### PARTS OF THE EXERCISE
A. Using the short-selling post, answer each question:
(i) How many dividend payments has the writer paid away while short Prospect Capital?
(ii) At what price did the writer cover the Valeant short?
(iii) What range of market caps does the post give for the 50 or so tickers mentioned in the tweets?
B. Do these statements agree with the short-selling post? For each, answer yes or no and quote the words that decide it.
(i) The writer has been short Prospect Capital since February 2017.
(ii) GT Advanced Technologies made sapphire glass for Samsung.
(iii) Wirecard collapsed in 2019.
C. List every company that the short-selling post says the writer has been short.

━━━ DOCUMENT EXCERPT ━━━

I've been short Prospect Capital for 3,100 days. Over that time, I've paid away 101 dividend payments totaling $6 per share, plus 2.5% average borrow costs with violent spikes when availability went thin. When the stock rips due to euphoria in credit, insider share purchases, or brokers running it up into a financing, I have added. I've made some token covers on extreme down moves, but I've basically been short since February 2017, watching it fall from $9.50 to $2.80—yet somehow survive.
I was short Valeant from $240, covered everything at $11 when Pershing exited. Even Bill Ackman, who was long and bleeding, eventually had to ask CEO Mike Pearson directly if there was fraud at the company. I was short Wirecard through several 25% counter-rallies that made me sweat before it finally collapsed in 2020. I was short GT Advanced Technologies (GTAT), which made sapphire glass for Apple—I had put options timed for their conference call, but when they delayed it, I had to roll them at huge cost to avoid expiring worthless, right before they filed bankruptcy and the stock collapsed. I was short GSX Tech EDU, which along with Bill Hwang's Archegos took me for a ride before heading to zero. I've been short multiple stocks that went to zero, more that dropped 90%, even more down 50%.
This brings me to why I'm writing this post. Recently, while scrolling X, I came across several tweets effectively saying that with all the speculative names going parabolic, shorting these 50 or so tickers (market caps ranging from $250bn to $5bn) for 90%+ down moves or playing for zeros was "easy money."

━━━ DATA ━━━

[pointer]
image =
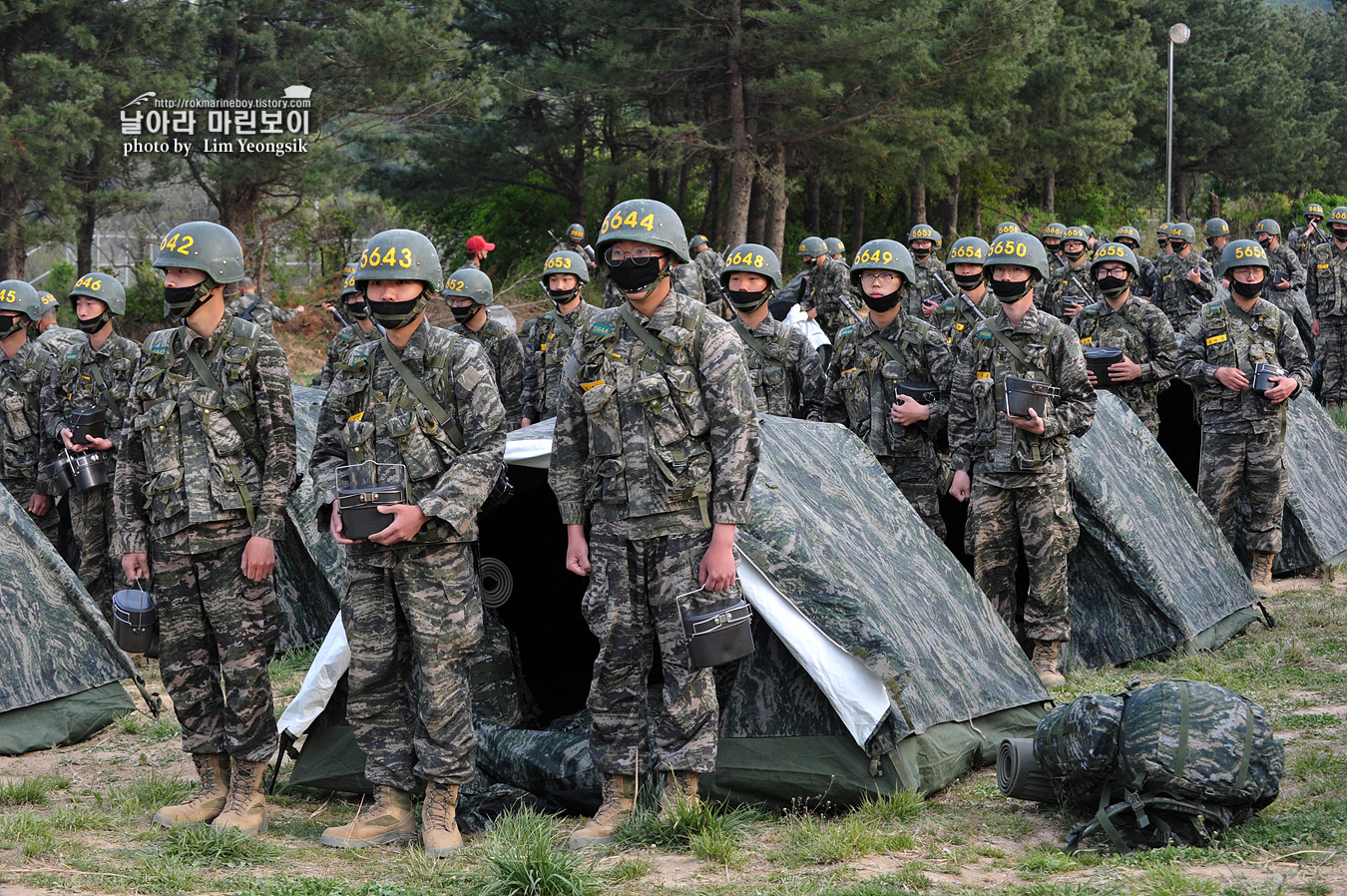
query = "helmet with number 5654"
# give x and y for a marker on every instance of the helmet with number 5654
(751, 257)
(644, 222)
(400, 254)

━━━
━━━ DATA ━━━

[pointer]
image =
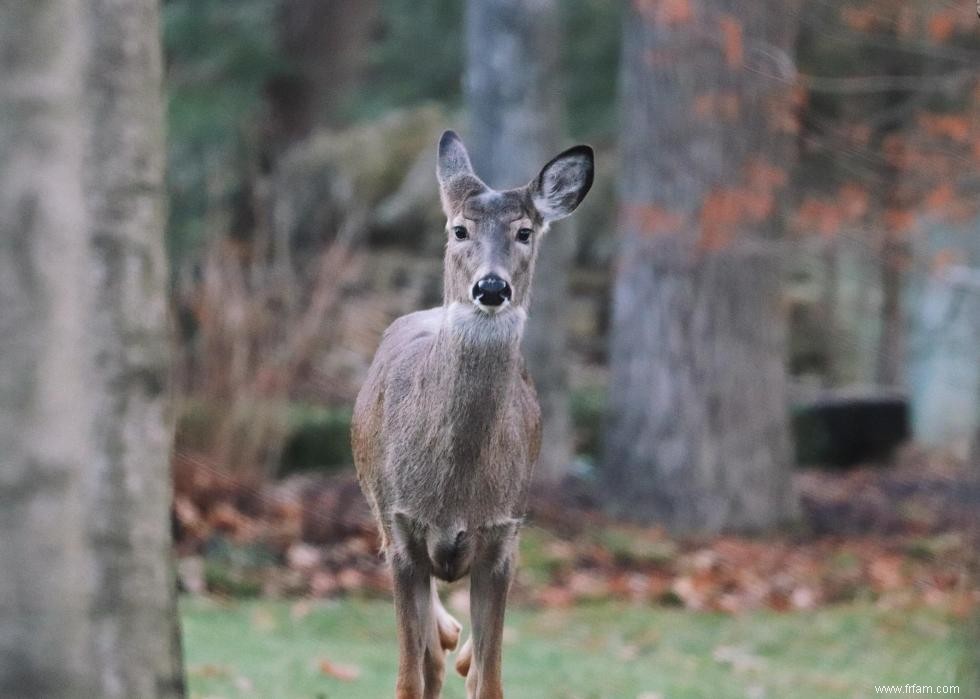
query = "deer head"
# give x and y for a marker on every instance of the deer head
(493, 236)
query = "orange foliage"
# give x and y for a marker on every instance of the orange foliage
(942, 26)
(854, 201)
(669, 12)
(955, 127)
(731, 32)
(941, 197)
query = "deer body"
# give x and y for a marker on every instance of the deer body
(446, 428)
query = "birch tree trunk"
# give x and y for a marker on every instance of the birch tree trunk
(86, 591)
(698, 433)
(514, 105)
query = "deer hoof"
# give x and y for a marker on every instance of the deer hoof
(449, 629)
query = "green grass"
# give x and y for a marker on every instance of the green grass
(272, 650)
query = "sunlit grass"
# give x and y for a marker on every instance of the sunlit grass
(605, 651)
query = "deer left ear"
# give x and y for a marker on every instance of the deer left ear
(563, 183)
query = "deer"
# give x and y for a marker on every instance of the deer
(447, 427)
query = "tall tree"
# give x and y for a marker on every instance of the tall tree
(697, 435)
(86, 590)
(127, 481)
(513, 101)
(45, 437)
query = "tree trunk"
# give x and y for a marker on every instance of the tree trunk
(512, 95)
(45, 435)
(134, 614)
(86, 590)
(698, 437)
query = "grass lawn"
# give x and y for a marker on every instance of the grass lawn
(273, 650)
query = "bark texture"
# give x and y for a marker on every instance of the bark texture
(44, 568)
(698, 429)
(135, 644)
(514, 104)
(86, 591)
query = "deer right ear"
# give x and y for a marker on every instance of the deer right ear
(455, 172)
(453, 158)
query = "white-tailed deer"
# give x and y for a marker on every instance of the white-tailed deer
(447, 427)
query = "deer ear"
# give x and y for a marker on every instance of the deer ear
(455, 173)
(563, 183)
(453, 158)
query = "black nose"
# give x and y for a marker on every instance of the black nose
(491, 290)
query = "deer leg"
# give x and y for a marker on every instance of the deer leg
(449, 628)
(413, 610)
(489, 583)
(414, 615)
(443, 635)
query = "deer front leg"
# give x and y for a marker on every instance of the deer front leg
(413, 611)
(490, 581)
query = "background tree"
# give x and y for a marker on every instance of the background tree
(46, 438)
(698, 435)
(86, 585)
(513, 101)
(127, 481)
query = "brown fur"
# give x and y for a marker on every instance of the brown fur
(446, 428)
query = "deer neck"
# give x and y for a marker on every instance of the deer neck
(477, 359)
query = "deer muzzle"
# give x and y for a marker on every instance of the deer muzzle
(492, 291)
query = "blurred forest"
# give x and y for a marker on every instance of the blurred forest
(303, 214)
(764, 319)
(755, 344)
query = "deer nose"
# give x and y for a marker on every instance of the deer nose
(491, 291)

━━━

### THE RESULTS
A.
(i) 101 dividend payments, totaling $6 per share.
(ii) $11, when Pershing exited.
(iii) From $250bn to $5bn.

B.
(i) Yes: "I've basically been short since February 2017"
(ii) No: "which made sapphire glass for Apple"
(iii) No: "before it finally collapsed in 2020"

C.
Prospect Capital
Valeant
Wirecard
GT Advanced Technologies (GTAT)
GSX Tech EDU